Begin Text passage
Thursday, June 02, 2005

What We Already Knew: WSJ and NYT catch up

The United States is regarded, across large swaths of the Muslim world with a mixture of suspicion and hatred that military action in Afghanistan and Iraq has fanned to a white-hot intensity. Moderate Muslim voices are being drowned out by the screaming of fanatics.
...
"Often those with the most bloodthirsty ideas were the well-to-do and the privileged who have had some experience with the West - and not the downtrodden and ignorant 'masses' that are usually depicted as the font of anti-Western fury," Mr. Trofimov writes. "Sometimes those who know us best hate us most."

American support for oppressive regimes ranks high on the list of Muslim grievances. Mr. Trofimov finds a fascinating case study in Tunisia, a secular society in which women are guaranteed equal rights, abortion is legal and ultra-Orthodox Jews enjoy religious freedoms denied to fundamentalist Muslims. "We are much closer to the Italians and the French," a government official tells him.
End Text passage
## Set problem
Answer these questions using the passage on Muslim views of the United States:
1. According to the opening paragraph, what is drowning out moderate Muslim voices?
2. In the quotation attributed to Mr. Trofimov, who often held the most bloodthirsty ideas?
3. Which country does Mr. Trofimov find to be a fascinating case study?
Begin Data shown
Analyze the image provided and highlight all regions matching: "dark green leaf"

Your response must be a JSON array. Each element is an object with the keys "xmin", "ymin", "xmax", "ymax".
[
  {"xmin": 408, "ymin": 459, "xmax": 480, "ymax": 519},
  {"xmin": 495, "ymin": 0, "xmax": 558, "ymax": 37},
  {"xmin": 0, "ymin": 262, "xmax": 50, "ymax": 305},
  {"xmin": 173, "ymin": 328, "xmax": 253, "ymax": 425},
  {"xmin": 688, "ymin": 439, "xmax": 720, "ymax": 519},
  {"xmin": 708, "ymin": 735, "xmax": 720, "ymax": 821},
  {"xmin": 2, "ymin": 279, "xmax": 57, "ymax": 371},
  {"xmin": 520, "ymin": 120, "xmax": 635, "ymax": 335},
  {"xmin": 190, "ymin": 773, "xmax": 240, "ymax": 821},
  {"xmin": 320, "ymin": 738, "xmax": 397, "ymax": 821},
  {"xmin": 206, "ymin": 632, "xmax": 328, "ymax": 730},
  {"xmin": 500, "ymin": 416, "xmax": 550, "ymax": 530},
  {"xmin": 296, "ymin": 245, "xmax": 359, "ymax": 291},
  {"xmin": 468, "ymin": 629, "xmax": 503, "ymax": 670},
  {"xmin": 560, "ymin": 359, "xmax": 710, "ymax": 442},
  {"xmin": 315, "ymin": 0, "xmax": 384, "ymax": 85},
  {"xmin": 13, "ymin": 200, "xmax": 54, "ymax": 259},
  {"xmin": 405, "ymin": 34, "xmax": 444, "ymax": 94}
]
End Data shown
## Exercise result
1. The screaming of fanatics.
2. The well-to-do and the privileged who have had some experience with the West.
3. Tunisia.